Sears had version of the old Electric Lawn Tractors. I think GE may have been the manufacturer. Home Power had a couple of articles on the history and restoring of these lawn tractors. If I remember there were not a lot of moving parts.

BTW there used to be an electric ATV called the Gorilla. I think it was golf part components with all terrain tires but something you would ride like an ATV. It was small manufacturer that built them mostly to order.


----------



## SpaceBus (Jun 29, 2019)

A lawn mower seems like it would be the easiest candidate for electrification with the least return on investment for dealers. I think many people forget that tons of money is made on in service departments.


----------



## Ashful (Jun 29, 2019)

SpaceBus said:


> A lawn mower seems like it would be the easiest candidate for electrification with the least return on investment for dealers. I think many people forget that tons of money is made on in service departments.



Seems like you skipped reading most of the last ten posts.  Yes, an easy candidate, but cost is currently prohibitive.  $24,590 for a mower with less capability than any $7500 commercial zero turn, is the current state of the art.

They show how it’s a cost savings, based on commercial utilization rates.  Of course they’re ignoring battery depreciation and replacement, while inflating the real costs of ICE maintenance to worst case.  Unfortunately, even with their skewed math, it just doesn’t work out for private owner utilization rates.


----------



## spirilis (Jun 29, 2019)

Looked into this briefly the past week (looking at a 5 acre residence tho probably not going for it).  Was also underwhelmed with what's out there.

DATA LISTING:
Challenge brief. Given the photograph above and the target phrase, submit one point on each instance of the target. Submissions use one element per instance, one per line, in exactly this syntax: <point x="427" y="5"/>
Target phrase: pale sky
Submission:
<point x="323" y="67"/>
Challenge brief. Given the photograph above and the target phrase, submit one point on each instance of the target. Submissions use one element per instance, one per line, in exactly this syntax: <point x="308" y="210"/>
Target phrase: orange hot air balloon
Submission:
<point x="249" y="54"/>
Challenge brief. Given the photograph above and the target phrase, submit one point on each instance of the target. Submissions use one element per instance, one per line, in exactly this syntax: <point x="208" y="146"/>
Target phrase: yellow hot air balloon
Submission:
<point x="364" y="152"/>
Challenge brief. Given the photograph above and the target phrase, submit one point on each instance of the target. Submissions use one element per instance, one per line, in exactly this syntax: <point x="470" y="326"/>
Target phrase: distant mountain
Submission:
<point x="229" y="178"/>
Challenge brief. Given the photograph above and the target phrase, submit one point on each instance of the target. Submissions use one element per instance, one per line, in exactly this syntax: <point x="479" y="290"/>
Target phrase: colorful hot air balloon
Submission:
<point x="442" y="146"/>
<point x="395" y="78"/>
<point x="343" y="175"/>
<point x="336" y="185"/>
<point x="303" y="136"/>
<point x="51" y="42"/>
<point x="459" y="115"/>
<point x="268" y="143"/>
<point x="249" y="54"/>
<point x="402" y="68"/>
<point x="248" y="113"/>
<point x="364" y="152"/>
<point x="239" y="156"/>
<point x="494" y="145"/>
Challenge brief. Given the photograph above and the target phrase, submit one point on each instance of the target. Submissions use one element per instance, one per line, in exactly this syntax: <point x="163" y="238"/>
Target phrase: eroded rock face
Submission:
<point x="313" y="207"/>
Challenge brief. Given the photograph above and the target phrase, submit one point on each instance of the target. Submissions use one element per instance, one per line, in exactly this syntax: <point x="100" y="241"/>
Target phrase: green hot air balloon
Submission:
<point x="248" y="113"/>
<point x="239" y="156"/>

WHAT THE TASK REQUIRES:
Edit the electric mower thread from "Seems like you" up to and including "of the art.", replacing "zero turn" with "riding mower", and give the edited passage.

ANSWER BELOW:
Seems like you skipped reading most of the last ten posts.  Yes, an easy candidate, but cost is currently prohibitive.  $24,590 for a mower with less capability than any $7500 commercial riding mower, is the current state of the art.